Problema breve 1 ▸
Cambie "snow-capped mountain" por "snowy mountain" en el tramo de las entradas que va desde su comienzo hasta la línea que contiene "x=122, y=241", ambos extremos incluidos, y reproduzca esas líneas con todo lo demás intacto.

Pasaje del documento ▸
La propuesta del socialismo bolivariano ha sido pues desde siempre por la vida.

El primer plan socialista de la nación, el llamado Plan Simón Bolívar, consagra en su capítulo primero “la nueva ética socialista”, consistente en: “…una ética exclusiva de una sociedad pluralista que asume como propios un conjunto de valores y principios que pueden y deben ser universalizables porque desarrollan y ponen en marcha la fuerza humanizadora que va a convertir a los hombres en personas y ciudadanos justos, solidarios y felices. Todos los venezolanos están llamados a ser protagonistas en la construcción de una sociedad más humana. Esto nos lo dice el preámbulo de la Constitución de la República Bolivariana de Venezuela; refundar la República para establecer una sociedad democrática, participativa y protagónica, multiétnica, pluricultural en un Estado de justicia, federal y descentralizado que consolide los valores de la libertad, la independencia, la paz, la solidaridad, el bien común…”

En ese mismo sentido se recoge el espíritu humanista del socialismo bolivariano en el Plan de la Patria, segundo plan socialista de la nación, así como en todos y cada uno de los documentos que el intenso debate ideológico que la revolución ha adelantado. Sin contar las miles de horas de transmisión usadas por el Comandante Eterno en sus comparecencias públicas, así como la inmensa cantidad de tiempo que el presidente Nicolás Maduro le ha dedicado a ese tema en sus primeros dos años de gobierno.

Pero la oposición, en particular el opositor de a pie, a medida que el discurso revolucionario profundiza su acento en la necesidad de la paz y de la tolerancia como única opción para asegurar efectivamente la estabilidad democrática del país, radicaliza cada vez más su desprecio hacia el que considera su contrario político, determinado arbitrariamente por él básicamente a partir de su condición de clase.

Más allá del lamentable uso del lenguaje profusamente escatológico al que recurre el opositor promedio para referirse al chavismo y a todo lo que con ello tenga que ver, o a la insustancialidad o vaciedad ideológica que por lo general expresa, la invariable constante de su argumentación es el odio, ya no como una patología sicológica sino como un constructo de tipo ideológico.

De acuerdo con la sicología, el odio es un sentimiento “profundo y duradero, intensa expresión de animosidad, ira y hostilidad hacia una persona, grupo u objeto”, considerado más una conducta aprendida que una respuesta eventual en virtud de su prolongación en el tiempo.

Freud habla incluso de “un estado del yo que busca destruir la fuente de su infelicidad”, con lo cual lo coloca en una condición reactiva, que procura deshacerse de aquello a lo que le tiene rabia una persona, ya sea por una causa o por otra. De ahí que cuando se trate de una cantidad de individuos que odian a un mismo objeto, persona o grupo, podría decirse que el odio sirve para reafirmar el sentido de pertenencia a esa causa, esa ideología, o hasta esa filosofía para destruir entre todos a la persona o grupo que se odia en conjunto, como es perfectamente evidente en la conducta común del antichavismo.

Problema breve 2 ▸
Resuma el pasaje del documento en dos oraciones.

Datos de etiquetado por coordenadas
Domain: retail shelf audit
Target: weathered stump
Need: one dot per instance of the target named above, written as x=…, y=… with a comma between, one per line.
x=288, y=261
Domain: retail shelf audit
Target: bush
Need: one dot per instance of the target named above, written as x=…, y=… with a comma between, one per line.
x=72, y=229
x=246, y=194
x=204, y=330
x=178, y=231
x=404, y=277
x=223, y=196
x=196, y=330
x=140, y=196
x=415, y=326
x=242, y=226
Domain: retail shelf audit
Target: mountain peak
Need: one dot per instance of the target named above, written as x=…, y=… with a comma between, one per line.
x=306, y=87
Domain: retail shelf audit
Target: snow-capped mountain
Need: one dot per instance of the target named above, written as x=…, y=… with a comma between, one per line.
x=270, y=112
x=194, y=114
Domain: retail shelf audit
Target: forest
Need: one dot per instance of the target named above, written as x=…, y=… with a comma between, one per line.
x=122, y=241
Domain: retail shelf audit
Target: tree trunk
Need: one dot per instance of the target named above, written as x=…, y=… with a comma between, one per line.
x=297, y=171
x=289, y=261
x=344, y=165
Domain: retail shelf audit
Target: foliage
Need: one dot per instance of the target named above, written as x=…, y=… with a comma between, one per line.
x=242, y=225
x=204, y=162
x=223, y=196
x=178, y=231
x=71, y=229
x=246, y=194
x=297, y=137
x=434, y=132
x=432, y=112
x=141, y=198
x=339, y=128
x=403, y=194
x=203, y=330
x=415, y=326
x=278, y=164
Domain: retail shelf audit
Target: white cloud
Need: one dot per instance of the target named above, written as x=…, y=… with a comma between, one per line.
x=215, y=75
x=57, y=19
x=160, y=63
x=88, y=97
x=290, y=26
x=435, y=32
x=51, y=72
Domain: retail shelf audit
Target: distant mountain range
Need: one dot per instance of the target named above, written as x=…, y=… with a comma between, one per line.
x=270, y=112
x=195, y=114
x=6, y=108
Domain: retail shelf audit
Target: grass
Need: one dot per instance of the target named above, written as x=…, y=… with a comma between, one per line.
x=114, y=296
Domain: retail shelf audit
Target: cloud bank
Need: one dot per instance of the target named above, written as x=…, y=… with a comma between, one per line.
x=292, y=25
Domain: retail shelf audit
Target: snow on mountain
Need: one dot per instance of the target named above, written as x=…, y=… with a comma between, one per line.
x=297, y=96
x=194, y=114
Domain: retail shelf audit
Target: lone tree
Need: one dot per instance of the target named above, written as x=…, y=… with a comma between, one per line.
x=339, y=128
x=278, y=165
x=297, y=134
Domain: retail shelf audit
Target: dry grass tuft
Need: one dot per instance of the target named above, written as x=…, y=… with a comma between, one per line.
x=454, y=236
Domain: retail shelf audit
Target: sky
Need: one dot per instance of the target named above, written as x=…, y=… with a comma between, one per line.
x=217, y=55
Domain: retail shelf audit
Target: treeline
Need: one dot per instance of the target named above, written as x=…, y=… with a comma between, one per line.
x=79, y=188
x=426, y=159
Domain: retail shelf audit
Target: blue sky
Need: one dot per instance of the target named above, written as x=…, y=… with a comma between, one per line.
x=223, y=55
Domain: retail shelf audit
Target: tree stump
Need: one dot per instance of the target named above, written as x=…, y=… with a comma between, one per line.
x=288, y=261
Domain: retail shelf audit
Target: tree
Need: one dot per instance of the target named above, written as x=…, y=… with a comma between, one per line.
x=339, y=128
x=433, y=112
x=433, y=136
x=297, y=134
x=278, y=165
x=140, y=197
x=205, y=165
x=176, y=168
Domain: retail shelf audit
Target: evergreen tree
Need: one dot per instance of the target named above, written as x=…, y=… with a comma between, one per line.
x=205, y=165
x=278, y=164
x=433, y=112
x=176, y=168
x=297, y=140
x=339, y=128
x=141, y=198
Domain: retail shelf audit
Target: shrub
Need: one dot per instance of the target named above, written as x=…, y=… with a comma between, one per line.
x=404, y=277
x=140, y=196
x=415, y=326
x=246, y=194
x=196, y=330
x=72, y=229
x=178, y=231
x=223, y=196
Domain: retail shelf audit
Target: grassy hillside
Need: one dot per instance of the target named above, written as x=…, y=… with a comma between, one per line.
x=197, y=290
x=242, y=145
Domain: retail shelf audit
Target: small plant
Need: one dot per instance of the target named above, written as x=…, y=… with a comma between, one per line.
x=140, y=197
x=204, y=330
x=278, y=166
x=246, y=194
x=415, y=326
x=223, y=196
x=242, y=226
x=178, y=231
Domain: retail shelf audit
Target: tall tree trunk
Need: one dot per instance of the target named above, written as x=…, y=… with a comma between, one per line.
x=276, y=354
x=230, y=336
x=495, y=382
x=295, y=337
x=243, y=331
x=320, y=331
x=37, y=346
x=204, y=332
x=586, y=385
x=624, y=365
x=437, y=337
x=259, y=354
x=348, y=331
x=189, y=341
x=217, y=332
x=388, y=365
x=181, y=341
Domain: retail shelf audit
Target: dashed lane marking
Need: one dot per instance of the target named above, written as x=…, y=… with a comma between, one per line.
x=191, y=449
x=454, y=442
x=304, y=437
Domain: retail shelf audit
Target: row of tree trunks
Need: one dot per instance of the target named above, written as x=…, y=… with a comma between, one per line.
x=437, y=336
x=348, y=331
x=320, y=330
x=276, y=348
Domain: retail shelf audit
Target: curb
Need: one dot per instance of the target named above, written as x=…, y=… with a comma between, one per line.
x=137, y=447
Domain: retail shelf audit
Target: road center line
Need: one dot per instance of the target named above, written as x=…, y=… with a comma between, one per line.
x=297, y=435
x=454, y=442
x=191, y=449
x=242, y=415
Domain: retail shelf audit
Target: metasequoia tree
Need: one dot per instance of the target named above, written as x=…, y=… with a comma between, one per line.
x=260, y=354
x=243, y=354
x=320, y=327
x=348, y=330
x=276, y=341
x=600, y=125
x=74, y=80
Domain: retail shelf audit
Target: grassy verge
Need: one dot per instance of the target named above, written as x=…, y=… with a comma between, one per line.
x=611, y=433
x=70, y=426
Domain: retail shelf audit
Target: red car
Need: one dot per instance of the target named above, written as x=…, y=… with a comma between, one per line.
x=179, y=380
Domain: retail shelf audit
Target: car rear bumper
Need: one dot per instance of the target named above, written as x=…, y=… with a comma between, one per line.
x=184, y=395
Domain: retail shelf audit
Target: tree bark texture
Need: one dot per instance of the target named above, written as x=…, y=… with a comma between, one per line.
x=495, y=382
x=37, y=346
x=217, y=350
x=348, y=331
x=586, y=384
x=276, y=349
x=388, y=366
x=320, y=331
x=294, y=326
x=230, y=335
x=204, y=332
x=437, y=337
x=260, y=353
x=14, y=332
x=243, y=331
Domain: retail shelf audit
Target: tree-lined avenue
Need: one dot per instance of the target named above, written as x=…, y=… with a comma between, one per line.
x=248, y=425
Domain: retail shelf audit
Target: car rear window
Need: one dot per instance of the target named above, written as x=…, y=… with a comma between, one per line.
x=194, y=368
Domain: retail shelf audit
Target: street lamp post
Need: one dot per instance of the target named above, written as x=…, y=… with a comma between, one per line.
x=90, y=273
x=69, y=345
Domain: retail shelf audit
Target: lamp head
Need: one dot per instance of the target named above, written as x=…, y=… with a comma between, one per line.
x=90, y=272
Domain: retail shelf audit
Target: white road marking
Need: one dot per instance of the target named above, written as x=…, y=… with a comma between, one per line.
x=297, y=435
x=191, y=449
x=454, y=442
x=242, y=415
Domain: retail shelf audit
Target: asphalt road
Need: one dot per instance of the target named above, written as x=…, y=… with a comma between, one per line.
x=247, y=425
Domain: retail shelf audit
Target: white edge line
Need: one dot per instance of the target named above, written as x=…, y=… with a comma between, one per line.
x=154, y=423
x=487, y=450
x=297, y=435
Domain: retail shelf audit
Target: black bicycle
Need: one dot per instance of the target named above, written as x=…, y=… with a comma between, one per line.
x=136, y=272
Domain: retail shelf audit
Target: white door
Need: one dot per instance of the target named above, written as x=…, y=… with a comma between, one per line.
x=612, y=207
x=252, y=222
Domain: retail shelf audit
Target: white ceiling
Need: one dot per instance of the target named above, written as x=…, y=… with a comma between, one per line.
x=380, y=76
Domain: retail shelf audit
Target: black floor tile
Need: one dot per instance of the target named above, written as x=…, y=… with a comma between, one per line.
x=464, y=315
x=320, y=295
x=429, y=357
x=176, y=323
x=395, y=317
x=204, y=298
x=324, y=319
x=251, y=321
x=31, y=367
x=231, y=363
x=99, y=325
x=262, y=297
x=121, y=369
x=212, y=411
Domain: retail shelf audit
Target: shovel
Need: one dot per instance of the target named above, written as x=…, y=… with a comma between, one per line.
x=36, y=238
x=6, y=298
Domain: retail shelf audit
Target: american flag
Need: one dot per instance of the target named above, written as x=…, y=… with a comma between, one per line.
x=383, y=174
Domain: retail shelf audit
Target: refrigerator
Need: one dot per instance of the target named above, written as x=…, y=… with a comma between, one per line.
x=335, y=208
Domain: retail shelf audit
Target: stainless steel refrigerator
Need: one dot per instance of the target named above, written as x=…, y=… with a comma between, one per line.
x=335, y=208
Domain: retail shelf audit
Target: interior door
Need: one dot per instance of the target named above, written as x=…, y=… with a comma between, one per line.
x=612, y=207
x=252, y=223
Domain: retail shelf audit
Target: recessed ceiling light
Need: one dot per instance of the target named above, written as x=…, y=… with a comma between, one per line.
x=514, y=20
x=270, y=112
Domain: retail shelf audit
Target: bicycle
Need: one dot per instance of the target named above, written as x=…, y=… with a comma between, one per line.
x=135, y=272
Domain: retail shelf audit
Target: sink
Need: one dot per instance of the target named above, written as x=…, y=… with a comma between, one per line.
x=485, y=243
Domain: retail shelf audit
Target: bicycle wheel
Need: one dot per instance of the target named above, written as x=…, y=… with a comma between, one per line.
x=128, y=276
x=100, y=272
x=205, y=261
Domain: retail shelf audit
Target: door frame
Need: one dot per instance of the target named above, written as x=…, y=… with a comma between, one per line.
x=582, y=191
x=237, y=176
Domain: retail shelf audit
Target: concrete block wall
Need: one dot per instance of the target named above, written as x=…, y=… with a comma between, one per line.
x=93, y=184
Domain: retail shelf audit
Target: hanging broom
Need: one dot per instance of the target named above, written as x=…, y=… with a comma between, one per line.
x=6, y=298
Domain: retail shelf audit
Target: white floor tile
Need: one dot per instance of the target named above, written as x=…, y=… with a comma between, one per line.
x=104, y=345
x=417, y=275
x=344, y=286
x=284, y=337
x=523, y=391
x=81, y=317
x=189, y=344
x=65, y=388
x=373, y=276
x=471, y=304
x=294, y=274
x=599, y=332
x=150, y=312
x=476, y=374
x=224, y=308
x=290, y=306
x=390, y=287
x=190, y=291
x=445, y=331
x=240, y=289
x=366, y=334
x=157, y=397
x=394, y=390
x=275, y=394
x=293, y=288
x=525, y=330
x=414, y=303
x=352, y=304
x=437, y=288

Respuesta 1 ▸
Domain: retail shelf audit
Target: weathered stump
Need: one dot per instance of the target named above, written as x=…, y=… with a comma between, one per line.
x=288, y=261
Domain: retail shelf audit
Target: bush
Need: one dot per instance of the target named above, written as x=…, y=… with a comma between, one per line.
x=72, y=229
x=246, y=194
x=204, y=330
x=178, y=231
x=404, y=277
x=223, y=196
x=196, y=330
x=140, y=196
x=415, y=326
x=242, y=226
Domain: retail shelf audit
Target: mountain peak
Need: one dot per instance of the target named above, written as x=…, y=… with a comma between, one per line.
x=306, y=87
Domain: retail shelf audit
Target: snowy mountain
Need: one dot per instance of the target named above, written as x=…, y=… with a comma between, one per line.
x=270, y=112
x=194, y=114
Domain: retail shelf audit
Target: forest
Need: one dot per instance of the target named above, written as x=…, y=… with a comma between, one per line.
x=122, y=241

Respuesta 2 ▸
La propuesta del socialismo bolivariano ha sido siempre por la vida, como muestran la nueva ética socialista consagrada en el Plan Simón Bolívar y el espíritu humanista recogido en el Plan de la Patria. Según el pasaje, mientras el discurso revolucionario insiste en la paz y la tolerancia, el opositor de a pie radicaliza su desprecio hacia su contrario político, y su argumentación se funda en un odio que, como se desprende de lo que dicen la sicología y Freud, sirve a un grupo para reafirmar su pertenencia a una causa común, tal como se evidencia en el antichavismo.